BEGIN Document section

Guyana amongst Caribbean countries to experience historical decline in remittance – World Bank

Georgetown: In the wake of the coronavirus disease (COVID 19) pandemic, the Caribbean will be affected the most as it will experience its sharpest historical decline in remittances¸ according to the World Bank.

The World Bank projected a global decline of 20 per cent in remittances owing to the coronavirus sweeping the world and the resulting economic slowdown. In Latin America and the Caribbean, this fall is expected to be some 19.3 per cent.

With the coronavirus pandemic, countries around the world have implemented stay-at-home policies. Staying at home and social distancing have been a two-edged sword, reducing the spread of coronavirus but also bringing economies to a halt. There have also been layoffs, including in the United States from where Guyana gets much of its remittances.

The World Bank pointed out that remittances help to ease poverty in low- and middle-income countries, of which Guyana is one. The financial institution also noted that remittances aided in improving access to higher education and reducing child labour in lower income households.

Guyana also faces the risk of remittances being curtailed due to potential sanctions if Guyana does not conclude its elections democratically.

It has been over seven weeks since a credible winner of the 2020 General and Regional Elections is to be declared.

After two declarations from Region Four (Demerara-Mahaica) Returning Officer Clairmont Mingo, which lacked transparency, Opposition Leader Bharrat Jagdeo and caretaker President David Granger had agreed to have the Caribbean Community (Caricom) oversee the recount.

END Document section

* **Explore the material**:
1. Name every person the remittance article mentions by name, along with the title or role it gives each one.
2. Answer these questions from the remittance article:
(a) What global decline in remittances did the World Bank project?
(b) From which country does Guyana get much of its remittances?
(c) Besides easing poverty, what two benefits of remittances did the World Bank note?
3. Print the remittance article from "Guyana also faces" up to and including "oversee the recount.".
The rows after the remittance article are separate material unrelated to it.

BEGIN Material supplied

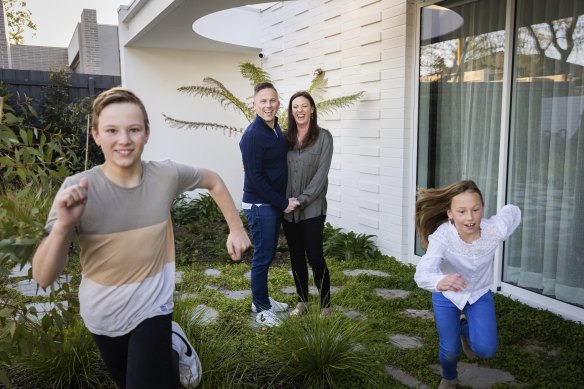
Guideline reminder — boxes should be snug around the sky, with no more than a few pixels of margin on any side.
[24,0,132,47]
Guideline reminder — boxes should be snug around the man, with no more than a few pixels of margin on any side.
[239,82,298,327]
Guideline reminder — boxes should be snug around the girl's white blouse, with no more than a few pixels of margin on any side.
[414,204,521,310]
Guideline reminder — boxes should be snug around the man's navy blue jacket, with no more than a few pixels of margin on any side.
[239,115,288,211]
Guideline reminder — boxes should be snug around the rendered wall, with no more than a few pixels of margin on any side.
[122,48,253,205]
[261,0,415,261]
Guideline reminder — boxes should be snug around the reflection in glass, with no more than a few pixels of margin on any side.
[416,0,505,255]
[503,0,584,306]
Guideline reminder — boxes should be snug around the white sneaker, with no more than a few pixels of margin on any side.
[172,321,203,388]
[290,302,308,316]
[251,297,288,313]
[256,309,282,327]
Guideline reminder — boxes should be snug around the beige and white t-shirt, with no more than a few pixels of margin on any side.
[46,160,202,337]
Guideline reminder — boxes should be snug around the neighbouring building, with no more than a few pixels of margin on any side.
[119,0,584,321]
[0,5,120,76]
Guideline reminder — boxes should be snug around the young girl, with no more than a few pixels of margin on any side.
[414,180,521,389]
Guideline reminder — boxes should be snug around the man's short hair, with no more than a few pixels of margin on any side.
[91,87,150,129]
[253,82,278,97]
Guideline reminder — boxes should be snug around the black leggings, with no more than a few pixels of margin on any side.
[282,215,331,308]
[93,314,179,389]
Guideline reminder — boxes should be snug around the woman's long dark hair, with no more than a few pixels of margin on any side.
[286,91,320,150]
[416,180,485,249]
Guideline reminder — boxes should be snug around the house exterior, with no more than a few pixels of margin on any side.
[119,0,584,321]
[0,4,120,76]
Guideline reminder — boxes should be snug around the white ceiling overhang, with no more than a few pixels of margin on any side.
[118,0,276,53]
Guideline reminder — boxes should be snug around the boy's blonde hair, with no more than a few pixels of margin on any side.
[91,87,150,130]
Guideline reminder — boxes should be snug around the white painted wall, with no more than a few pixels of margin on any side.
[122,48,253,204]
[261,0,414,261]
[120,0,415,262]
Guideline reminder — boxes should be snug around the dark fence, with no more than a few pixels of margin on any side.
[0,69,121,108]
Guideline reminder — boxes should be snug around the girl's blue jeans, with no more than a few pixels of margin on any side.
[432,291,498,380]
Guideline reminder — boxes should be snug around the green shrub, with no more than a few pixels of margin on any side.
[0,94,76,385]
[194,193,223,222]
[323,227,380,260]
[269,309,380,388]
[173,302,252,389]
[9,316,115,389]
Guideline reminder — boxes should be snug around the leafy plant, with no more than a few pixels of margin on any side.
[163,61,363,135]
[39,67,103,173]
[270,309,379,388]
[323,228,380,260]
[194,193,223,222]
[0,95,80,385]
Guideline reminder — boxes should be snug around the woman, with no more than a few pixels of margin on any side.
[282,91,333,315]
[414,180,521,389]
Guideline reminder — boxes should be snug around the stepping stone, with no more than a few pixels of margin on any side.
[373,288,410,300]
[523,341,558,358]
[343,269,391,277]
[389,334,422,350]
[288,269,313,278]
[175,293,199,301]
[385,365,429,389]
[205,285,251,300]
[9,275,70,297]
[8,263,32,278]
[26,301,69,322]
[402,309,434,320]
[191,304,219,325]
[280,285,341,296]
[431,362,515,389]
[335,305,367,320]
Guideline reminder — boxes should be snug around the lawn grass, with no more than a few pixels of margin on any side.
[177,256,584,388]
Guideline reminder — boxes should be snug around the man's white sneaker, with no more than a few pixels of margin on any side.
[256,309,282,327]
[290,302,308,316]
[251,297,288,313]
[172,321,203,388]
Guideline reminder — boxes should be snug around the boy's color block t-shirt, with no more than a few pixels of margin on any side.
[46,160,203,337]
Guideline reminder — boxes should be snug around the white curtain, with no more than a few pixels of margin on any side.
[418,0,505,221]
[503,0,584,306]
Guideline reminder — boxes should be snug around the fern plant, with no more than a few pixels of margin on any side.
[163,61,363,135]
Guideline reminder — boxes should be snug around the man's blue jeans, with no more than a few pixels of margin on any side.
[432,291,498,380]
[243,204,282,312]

END Material supplied
BEGIN Material supplied

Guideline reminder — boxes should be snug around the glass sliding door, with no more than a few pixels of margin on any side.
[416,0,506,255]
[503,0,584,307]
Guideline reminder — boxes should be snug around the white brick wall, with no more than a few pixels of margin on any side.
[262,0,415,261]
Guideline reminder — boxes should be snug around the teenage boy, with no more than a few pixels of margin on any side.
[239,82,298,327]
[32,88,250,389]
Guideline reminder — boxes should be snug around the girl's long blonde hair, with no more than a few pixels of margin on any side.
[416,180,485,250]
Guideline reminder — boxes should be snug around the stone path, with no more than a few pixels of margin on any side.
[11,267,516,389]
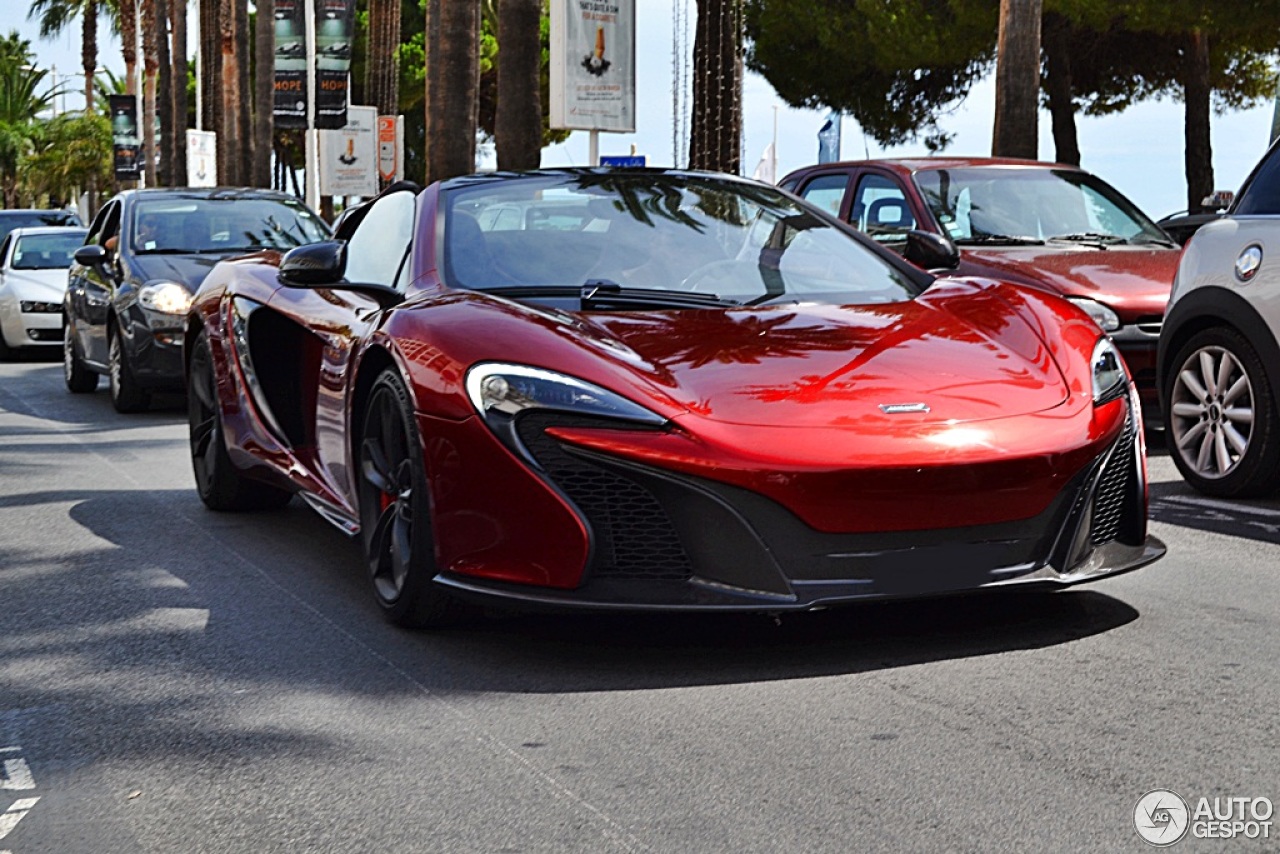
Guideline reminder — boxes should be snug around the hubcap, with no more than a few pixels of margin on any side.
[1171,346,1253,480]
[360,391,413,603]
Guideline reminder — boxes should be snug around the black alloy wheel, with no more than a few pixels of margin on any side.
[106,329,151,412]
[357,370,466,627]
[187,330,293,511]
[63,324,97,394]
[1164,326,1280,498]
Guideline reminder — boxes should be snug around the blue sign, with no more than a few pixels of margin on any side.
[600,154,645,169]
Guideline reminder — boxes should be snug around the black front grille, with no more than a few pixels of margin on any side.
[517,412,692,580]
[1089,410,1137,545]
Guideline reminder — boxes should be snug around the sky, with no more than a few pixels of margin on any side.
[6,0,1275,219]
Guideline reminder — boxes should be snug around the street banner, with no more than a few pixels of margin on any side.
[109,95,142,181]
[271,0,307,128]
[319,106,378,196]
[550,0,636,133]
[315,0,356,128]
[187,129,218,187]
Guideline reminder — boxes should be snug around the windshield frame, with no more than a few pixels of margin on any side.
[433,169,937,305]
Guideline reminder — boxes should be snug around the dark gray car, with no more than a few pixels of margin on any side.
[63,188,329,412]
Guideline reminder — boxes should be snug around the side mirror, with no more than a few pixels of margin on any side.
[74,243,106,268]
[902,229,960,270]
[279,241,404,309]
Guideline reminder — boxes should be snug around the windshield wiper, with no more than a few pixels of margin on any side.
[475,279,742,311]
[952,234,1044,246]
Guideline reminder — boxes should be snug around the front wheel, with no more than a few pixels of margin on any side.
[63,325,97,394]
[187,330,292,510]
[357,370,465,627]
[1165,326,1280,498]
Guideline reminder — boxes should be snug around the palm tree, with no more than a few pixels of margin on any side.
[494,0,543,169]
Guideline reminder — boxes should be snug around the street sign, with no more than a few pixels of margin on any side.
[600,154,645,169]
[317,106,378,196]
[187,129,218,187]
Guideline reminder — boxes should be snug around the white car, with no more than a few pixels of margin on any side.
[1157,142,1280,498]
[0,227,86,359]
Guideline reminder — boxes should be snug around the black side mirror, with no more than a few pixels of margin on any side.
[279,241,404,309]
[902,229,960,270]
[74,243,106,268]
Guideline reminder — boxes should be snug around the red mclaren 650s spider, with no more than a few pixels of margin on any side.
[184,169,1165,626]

END Material supplied
BEGIN Material supplied

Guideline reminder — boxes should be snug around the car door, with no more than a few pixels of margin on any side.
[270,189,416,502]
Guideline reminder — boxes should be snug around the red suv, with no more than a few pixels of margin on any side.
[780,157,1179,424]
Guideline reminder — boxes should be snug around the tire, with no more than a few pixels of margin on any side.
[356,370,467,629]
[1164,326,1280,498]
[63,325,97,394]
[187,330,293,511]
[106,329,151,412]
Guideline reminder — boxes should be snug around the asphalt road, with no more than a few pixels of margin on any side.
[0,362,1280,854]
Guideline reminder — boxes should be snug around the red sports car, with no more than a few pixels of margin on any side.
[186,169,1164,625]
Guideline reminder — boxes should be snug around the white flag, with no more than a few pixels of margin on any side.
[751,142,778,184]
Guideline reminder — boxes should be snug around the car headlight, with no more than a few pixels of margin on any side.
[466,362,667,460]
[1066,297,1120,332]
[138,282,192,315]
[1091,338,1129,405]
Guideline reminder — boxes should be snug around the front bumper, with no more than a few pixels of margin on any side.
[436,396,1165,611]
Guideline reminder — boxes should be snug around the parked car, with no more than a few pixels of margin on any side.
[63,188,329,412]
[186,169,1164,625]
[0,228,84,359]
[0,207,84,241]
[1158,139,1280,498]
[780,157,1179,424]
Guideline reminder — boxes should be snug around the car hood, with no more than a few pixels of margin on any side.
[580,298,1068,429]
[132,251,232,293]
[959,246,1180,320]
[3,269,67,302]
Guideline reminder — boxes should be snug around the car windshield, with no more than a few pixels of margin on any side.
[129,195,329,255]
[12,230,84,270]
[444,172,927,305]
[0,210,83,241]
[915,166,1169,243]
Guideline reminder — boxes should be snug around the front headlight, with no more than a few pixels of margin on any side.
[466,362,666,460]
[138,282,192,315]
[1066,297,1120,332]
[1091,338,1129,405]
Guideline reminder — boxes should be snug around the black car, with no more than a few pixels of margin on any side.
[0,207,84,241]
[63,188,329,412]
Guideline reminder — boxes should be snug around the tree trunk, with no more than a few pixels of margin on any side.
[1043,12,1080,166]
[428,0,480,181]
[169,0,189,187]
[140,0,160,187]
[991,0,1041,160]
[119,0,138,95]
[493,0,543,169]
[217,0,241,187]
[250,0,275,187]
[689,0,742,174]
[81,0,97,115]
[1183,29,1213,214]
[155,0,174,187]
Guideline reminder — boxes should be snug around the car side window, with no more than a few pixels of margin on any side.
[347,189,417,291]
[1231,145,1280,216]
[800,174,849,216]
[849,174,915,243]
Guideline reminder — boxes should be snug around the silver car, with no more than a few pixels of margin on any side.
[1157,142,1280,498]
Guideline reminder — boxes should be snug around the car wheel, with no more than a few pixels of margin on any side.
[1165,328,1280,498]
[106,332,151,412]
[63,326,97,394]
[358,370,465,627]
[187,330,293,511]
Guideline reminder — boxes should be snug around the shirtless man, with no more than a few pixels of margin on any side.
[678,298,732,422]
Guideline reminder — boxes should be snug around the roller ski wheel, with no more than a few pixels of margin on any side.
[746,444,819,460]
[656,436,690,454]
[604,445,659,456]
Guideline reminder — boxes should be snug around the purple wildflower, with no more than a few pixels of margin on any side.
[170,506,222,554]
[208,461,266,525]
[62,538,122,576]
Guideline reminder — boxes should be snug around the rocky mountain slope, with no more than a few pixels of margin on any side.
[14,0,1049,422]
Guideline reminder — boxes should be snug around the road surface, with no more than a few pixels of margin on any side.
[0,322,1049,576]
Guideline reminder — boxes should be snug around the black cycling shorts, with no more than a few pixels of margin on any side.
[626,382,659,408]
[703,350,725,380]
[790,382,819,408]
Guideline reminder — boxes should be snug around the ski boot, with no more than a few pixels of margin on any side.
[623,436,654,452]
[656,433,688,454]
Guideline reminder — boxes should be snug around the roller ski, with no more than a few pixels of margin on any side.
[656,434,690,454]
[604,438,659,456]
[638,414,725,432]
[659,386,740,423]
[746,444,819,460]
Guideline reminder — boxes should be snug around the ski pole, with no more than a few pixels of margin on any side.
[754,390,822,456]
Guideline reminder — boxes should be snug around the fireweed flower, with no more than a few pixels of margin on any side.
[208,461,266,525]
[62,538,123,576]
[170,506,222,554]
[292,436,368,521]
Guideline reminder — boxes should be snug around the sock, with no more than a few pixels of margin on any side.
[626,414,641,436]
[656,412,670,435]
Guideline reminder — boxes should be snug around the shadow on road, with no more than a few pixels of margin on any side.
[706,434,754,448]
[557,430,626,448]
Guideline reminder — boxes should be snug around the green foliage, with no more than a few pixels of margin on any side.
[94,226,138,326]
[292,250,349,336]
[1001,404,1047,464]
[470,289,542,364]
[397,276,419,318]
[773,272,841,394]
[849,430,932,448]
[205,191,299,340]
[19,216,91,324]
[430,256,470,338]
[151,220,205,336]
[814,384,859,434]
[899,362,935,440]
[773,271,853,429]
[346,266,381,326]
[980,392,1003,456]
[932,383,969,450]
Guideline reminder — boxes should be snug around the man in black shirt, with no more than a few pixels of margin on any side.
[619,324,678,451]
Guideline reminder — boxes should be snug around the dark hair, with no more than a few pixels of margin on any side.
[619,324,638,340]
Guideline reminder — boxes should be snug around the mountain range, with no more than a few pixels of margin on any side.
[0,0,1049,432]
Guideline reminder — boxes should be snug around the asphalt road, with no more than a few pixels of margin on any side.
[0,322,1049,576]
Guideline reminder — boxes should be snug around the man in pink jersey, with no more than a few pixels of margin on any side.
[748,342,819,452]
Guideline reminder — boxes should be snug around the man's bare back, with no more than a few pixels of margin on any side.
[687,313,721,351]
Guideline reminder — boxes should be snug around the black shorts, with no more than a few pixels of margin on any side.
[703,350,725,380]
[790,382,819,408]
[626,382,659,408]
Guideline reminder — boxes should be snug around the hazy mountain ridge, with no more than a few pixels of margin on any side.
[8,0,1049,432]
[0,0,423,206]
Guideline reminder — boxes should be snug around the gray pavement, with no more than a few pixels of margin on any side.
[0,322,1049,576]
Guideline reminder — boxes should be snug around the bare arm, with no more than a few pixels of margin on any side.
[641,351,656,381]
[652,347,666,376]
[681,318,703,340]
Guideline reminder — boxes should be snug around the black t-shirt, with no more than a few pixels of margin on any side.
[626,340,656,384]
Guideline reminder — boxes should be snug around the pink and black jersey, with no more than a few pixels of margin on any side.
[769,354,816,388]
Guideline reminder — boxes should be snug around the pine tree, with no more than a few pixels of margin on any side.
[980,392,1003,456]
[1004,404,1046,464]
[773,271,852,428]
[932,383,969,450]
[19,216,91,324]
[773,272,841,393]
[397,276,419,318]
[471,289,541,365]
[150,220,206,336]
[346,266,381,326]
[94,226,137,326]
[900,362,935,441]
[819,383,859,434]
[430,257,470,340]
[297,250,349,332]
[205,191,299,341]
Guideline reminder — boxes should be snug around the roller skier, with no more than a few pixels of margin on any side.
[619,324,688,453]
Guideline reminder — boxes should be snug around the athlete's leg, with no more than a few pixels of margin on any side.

END Material supplied

* **Answer list**:
1.
Clairmont Mingo, Region Four (Demerara-Mahaica) Returning Officer
Bharrat Jagdeo, Opposition Leader
David Granger, caretaker President

2.
(a) A decline of 20 per cent.
(b) The United States.
(c) Improving access to higher education and reducing child labour in lower income households.

3.
Guyana also faces the risk of remittances being curtailed due to potential sanctions if Guyana does not conclude its elections democratically.

It has been over seven weeks since a credible winner of the 2020 General and Regional Elections is to be declared.

After two declarations from Region Four (Demerara-Mahaica) Returning Officer Clairmont Mingo, which lacked transparency, Opposition Leader Bharrat Jagdeo and caretaker President David Granger had agreed to have the Caribbean Community (Caricom) oversee the recount.